| What to do |
Could you present the records below as a Markdown table with a Row column numbering each line and a Line column holding its text, skipping blank lines and leaving out the pictures?

··· Provided records ···

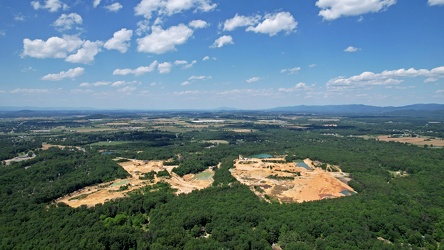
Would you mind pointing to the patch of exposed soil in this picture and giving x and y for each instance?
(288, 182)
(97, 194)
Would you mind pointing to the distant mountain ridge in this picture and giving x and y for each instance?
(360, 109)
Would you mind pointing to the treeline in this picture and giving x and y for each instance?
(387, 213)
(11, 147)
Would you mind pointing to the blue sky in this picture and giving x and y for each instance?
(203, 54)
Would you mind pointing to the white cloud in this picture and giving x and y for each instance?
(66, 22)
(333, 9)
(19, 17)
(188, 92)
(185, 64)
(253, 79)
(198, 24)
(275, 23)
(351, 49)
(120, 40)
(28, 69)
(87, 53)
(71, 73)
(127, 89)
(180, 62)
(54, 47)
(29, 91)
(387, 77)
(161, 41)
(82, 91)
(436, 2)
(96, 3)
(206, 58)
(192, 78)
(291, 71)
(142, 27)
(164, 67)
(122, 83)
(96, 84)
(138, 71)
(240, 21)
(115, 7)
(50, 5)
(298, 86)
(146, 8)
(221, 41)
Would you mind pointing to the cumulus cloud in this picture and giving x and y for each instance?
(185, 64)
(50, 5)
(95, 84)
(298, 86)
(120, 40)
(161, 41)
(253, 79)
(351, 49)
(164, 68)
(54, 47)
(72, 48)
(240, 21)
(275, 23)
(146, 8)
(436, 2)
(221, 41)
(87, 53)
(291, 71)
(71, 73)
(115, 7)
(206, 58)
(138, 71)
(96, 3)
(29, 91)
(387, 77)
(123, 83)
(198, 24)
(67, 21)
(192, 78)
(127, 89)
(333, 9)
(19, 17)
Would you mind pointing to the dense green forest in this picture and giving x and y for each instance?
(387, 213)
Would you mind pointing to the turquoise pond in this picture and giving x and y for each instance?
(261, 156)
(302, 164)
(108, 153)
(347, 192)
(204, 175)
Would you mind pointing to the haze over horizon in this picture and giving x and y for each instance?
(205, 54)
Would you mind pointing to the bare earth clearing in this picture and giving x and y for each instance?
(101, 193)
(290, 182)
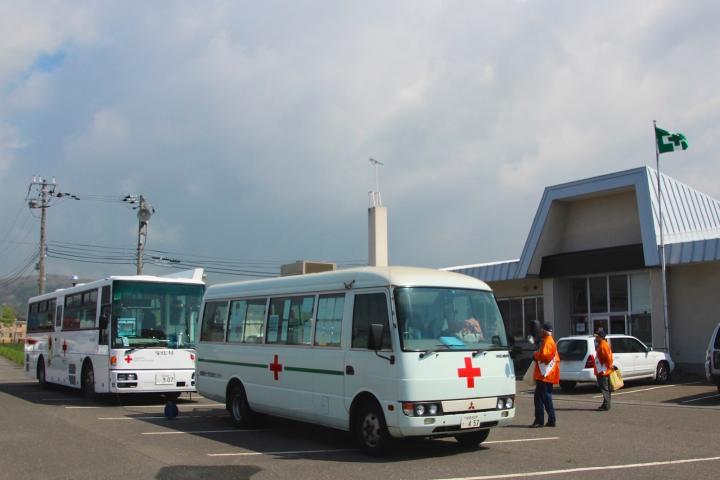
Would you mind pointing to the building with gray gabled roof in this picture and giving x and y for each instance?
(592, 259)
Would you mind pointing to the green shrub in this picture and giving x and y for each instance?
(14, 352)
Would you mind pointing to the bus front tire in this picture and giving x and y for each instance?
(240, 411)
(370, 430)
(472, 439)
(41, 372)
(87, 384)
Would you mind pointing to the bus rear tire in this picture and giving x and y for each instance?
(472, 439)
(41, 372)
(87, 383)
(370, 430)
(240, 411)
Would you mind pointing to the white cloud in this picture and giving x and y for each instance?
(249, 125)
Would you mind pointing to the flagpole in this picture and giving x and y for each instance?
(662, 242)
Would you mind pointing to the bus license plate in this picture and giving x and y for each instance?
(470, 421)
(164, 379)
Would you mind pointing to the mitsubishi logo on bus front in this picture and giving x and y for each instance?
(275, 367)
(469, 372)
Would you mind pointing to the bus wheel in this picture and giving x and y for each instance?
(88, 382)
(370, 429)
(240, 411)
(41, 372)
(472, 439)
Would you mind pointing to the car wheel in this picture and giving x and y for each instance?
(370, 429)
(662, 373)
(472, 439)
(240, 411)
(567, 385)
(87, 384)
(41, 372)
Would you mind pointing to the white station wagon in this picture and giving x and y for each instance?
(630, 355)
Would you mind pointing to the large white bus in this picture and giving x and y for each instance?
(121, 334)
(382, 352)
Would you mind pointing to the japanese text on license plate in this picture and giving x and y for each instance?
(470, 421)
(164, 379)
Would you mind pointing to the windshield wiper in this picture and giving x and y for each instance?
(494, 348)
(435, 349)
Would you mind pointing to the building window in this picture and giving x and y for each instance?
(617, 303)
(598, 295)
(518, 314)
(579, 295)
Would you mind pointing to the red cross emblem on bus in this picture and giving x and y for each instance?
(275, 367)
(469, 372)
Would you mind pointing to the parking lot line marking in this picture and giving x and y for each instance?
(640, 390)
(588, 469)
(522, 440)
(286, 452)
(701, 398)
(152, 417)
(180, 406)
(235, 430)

···

| Result of the task |
| Row | Line |
|---|---|
| 1 | Would you mind pointing to the patch of exposed soil in this picture and giving x and y for each instance? |
| 2 | (288, 182) |
| 3 | (97, 194) |
| 4 | Would you mind pointing to the distant mountain ridge in this picture and giving x and y for each instance? |
| 5 | (360, 109) |
| 6 | Would you mind pointing to the treeline in this picture and giving x and y for each instance? |
| 7 | (387, 213) |
| 8 | (11, 147) |
| 9 | Would you mind pointing to the blue sky in this picture and giving x and y for each instance? |
| 10 | (203, 54) |
| 11 | Would you mind pointing to the white cloud in this picture and giving x and y for each instance? |
| 12 | (66, 22) |
| 13 | (333, 9) |
| 14 | (19, 17) |
| 15 | (188, 92) |
| 16 | (185, 64) |
| 17 | (253, 79) |
| 18 | (198, 24) |
| 19 | (275, 23) |
| 20 | (351, 49) |
| 21 | (120, 40) |
| 22 | (28, 69) |
| 23 | (87, 53) |
| 24 | (71, 73) |
| 25 | (127, 89) |
| 26 | (180, 62) |
| 27 | (54, 47) |
| 28 | (29, 91) |
| 29 | (387, 77) |
| 30 | (161, 41) |
| 31 | (82, 91) |
| 32 | (436, 2) |
| 33 | (96, 3) |
| 34 | (206, 58) |
| 35 | (192, 78) |
| 36 | (291, 71) |
| 37 | (142, 27) |
| 38 | (164, 67) |
| 39 | (122, 83) |
| 40 | (96, 84) |
| 41 | (138, 71) |
| 42 | (240, 21) |
| 43 | (115, 7) |
| 44 | (50, 5) |
| 45 | (298, 86) |
| 46 | (146, 8) |
| 47 | (221, 41) |
| 48 | Would you mind pointing to the cumulus cloud in this picture and giving x and y for each instance? |
| 49 | (185, 64) |
| 50 | (50, 5) |
| 51 | (95, 84) |
| 52 | (298, 86) |
| 53 | (120, 40) |
| 54 | (161, 41) |
| 55 | (253, 79) |
| 56 | (351, 49) |
| 57 | (164, 68) |
| 58 | (54, 47) |
| 59 | (72, 48) |
| 60 | (240, 21) |
| 61 | (275, 23) |
| 62 | (146, 8) |
| 63 | (436, 2) |
| 64 | (221, 41) |
| 65 | (87, 53) |
| 66 | (291, 71) |
| 67 | (71, 73) |
| 68 | (115, 7) |
| 69 | (206, 58) |
| 70 | (138, 71) |
| 71 | (96, 3) |
| 72 | (29, 91) |
| 73 | (387, 77) |
| 74 | (123, 83) |
| 75 | (198, 24) |
| 76 | (67, 21) |
| 77 | (192, 78) |
| 78 | (127, 89) |
| 79 | (333, 9) |
| 80 | (19, 17) |
| 81 | Would you mind pointing to the dense green forest in this picture and giving x and y for each instance? |
| 82 | (387, 213) |
| 83 | Would you mind pointing to the turquoise pond in this picture and giving x and y for each instance? |
| 84 | (261, 156) |
| 85 | (302, 164) |
| 86 | (108, 153) |
| 87 | (347, 192) |
| 88 | (204, 175) |
| 89 | Would you mind pointing to the haze over horizon in this picture and giving x and y for each instance? |
| 90 | (205, 54) |
| 91 | Would you mind pointing to the bare earth clearing in this picture and giving x and y for each instance? |
| 92 | (101, 193) |
| 93 | (290, 182) |
| 94 | Would you mind pointing to the building with gray gabled roof in this picture and giving x and y for each instance? |
| 95 | (592, 259) |
| 96 | Would you mind pointing to the green shrub in this picture and giving x and y for each instance? |
| 97 | (14, 352) |
| 98 | Would you mind pointing to the bus front tire in this picture and giving x and y for each instance? |
| 99 | (240, 411) |
| 100 | (370, 430) |
| 101 | (472, 439) |
| 102 | (41, 372) |
| 103 | (87, 384) |
| 104 | Would you mind pointing to the bus rear tire in this picture and giving x and y for each instance? |
| 105 | (472, 439) |
| 106 | (41, 372) |
| 107 | (87, 383) |
| 108 | (370, 430) |
| 109 | (240, 411) |
| 110 | Would you mind pointing to the white cloud in this picture and giving x and y for each instance? |
| 111 | (249, 125) |
| 112 | Would you mind pointing to the flagpole in this picture and giving x and y for each instance? |
| 113 | (662, 242) |
| 114 | Would you mind pointing to the bus license plate in this picture and giving x and y for each instance? |
| 115 | (470, 421) |
| 116 | (164, 379) |
| 117 | Would you mind pointing to the mitsubishi logo on bus front in this picture and giving x and y for each instance? |
| 118 | (275, 367) |
| 119 | (469, 372) |
| 120 | Would you mind pointing to the bus wheel in this picture and giving x and y for each instance? |
| 121 | (88, 382) |
| 122 | (370, 429) |
| 123 | (240, 411) |
| 124 | (41, 372) |
| 125 | (472, 439) |
| 126 | Would you mind pointing to the car wheel in this picture and giving x and y for each instance? |
| 127 | (370, 429) |
| 128 | (662, 373) |
| 129 | (472, 439) |
| 130 | (240, 411) |
| 131 | (567, 385) |
| 132 | (87, 384) |
| 133 | (41, 372) |
| 134 | Would you mind pointing to the white station wagon in this picture and giving x and y for each instance? |
| 135 | (630, 355) |
| 136 | Would you mind pointing to the large white bus in this picture and giving x and y for each instance? |
| 137 | (121, 334) |
| 138 | (382, 352) |
| 139 | Would you mind pointing to the japanese text on license plate in this picture and giving x and y for each instance? |
| 140 | (470, 421) |
| 141 | (164, 379) |
| 142 | Would you mind pointing to the windshield wiper in this picture and giving x and y for each instance? |
| 143 | (494, 348) |
| 144 | (435, 349) |
| 145 | Would you mind pointing to the building window in this picture and giving x and y for each instance? |
| 146 | (617, 303) |
| 147 | (598, 295) |
| 148 | (518, 314) |
| 149 | (579, 295) |
| 150 | Would you mind pointing to the red cross emblem on bus in this picture and giving x and y for each instance? |
| 151 | (275, 367) |
| 152 | (469, 372) |
| 153 | Would you mind pointing to the parking lot line marking in this picture and giving x and y for each instance? |
| 154 | (640, 390) |
| 155 | (588, 469) |
| 156 | (522, 440) |
| 157 | (286, 452) |
| 158 | (701, 398) |
| 159 | (152, 417) |
| 160 | (180, 406) |
| 161 | (235, 430) |